Labeled-object pointing entries
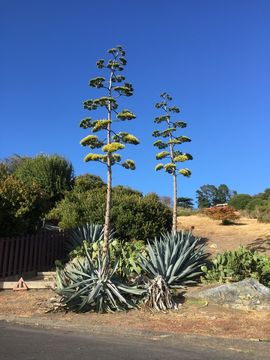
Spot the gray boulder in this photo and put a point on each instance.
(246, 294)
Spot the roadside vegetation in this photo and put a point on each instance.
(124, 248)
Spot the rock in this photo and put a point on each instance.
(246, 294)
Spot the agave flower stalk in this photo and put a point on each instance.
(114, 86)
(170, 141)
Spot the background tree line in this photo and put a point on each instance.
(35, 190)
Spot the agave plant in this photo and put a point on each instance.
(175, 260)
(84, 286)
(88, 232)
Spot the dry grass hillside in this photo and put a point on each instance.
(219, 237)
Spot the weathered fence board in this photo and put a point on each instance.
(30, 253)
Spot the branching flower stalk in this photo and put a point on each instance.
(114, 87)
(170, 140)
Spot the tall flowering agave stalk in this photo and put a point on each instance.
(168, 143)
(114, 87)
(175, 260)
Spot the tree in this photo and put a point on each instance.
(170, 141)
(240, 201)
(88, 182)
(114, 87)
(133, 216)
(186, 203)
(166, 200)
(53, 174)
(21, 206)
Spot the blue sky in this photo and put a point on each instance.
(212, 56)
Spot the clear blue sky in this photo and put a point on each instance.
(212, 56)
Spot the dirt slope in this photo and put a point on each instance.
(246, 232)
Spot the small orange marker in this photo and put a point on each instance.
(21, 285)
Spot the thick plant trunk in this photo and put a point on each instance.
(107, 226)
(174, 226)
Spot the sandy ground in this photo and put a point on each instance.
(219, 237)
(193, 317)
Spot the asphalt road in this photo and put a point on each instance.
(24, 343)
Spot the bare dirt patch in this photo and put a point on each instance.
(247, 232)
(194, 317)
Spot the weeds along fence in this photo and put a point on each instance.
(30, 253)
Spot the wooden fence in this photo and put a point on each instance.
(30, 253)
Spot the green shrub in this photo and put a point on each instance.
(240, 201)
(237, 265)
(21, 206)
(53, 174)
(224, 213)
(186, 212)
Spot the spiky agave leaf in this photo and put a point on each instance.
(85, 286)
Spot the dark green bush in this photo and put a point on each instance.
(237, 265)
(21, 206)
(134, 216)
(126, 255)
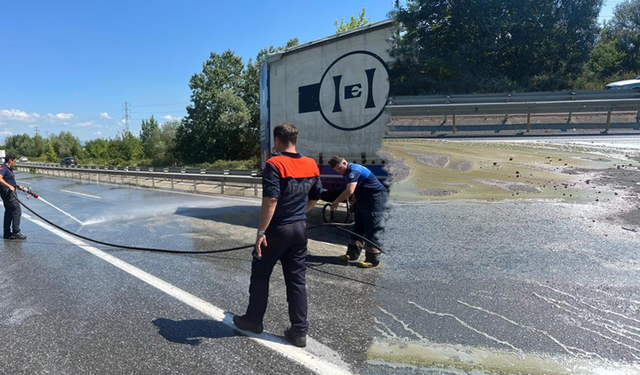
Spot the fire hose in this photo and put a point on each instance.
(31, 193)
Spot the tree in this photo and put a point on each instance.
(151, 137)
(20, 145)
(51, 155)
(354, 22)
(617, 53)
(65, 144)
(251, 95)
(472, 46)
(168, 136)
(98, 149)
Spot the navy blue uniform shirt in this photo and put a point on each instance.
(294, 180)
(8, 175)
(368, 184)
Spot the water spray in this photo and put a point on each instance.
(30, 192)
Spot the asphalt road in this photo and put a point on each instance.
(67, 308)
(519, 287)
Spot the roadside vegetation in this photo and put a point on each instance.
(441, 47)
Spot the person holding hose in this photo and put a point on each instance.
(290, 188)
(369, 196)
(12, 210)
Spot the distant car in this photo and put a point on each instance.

Task to complete:
Reproduce each record above by retyping it exactly; omit all images.

Result of the task:
Spot the gray boulder in this photo and put a point on each instance.
(246, 294)
Spot the roadside vegetation in this photo and put a point on each instance.
(124, 248)
Spot the rock in this photo and put a point on each instance.
(246, 294)
Spot the agave flower stalk in this photo and put a point on each instance.
(114, 86)
(170, 141)
Spot the background tree line in this photo and put a point on each instance.
(35, 190)
Spot the agave plant in this photo and put a point on each instance.
(175, 260)
(84, 286)
(88, 232)
Spot the dry grass hillside in this photo and put a point on each instance.
(219, 237)
Spot the weathered fence board in this photo and put a point on each instance.
(30, 253)
Spot the branching flower stalk in this photo and put a point on each instance.
(114, 87)
(170, 140)
Spot the tall flowering agave stalk in this photo and put a point on each instance.
(168, 143)
(114, 87)
(175, 260)
Spot the tree in this photo and put a point on each instance.
(170, 141)
(240, 201)
(88, 182)
(114, 87)
(133, 216)
(186, 203)
(166, 200)
(53, 174)
(21, 206)
Spot the blue sky in this photo and put a point on each instance.
(212, 56)
Spot the clear blue sky in this photo and put a point on each instance.
(212, 56)
Spot the dirt slope in this photo and put a point on each instance.
(246, 232)
Spot the small orange marker in this photo and put a point on each instance.
(21, 285)
Spot the thick plant trunk in this photo and put a point on each instance.
(107, 226)
(174, 226)
Spot the sandy ground in this photo and put a point on each instance.
(219, 237)
(193, 317)
Spot the asphalt road in this photo and put a point on each instance.
(24, 343)
Spot the bare dirt patch in this photo and put a point on each instance.
(247, 232)
(194, 317)
Spot the weeds along fence in this photo and put a point on each instance.
(30, 253)
Spot the wooden fence in this photo and put a point on each instance.
(30, 253)
Spot the green shrub in this photo and put a point on each instance.
(240, 201)
(237, 265)
(21, 206)
(53, 174)
(224, 213)
(186, 212)
Spot the spiky agave leaf in this photo and put a point on each instance.
(85, 286)
Spot the dark green bush in this photo and put a point on each instance.
(237, 265)
(21, 206)
(134, 216)
(126, 255)
Spot the fire hose in this photo and put a point on each instance.
(31, 193)
Spot the tree in this photo and put a point on each instance.
(151, 137)
(20, 145)
(51, 155)
(354, 22)
(617, 53)
(65, 144)
(251, 95)
(472, 46)
(168, 136)
(98, 149)
Spot the navy blue uniform shirt in this photo and put a point on each instance.
(294, 180)
(8, 175)
(368, 184)
Spot the water spray in this photo and put a point on each instance.
(30, 192)
Spot the asphalt road in this photo and put a point on each instance.
(67, 308)
(519, 287)
Spot the roadside vegetation in this photo and put a point on each instance.
(441, 47)
Spot the person holding hose in this photo and put a point on each instance.
(290, 188)
(369, 196)
(12, 210)
Spot the distant car in this photo and put a point on each instance.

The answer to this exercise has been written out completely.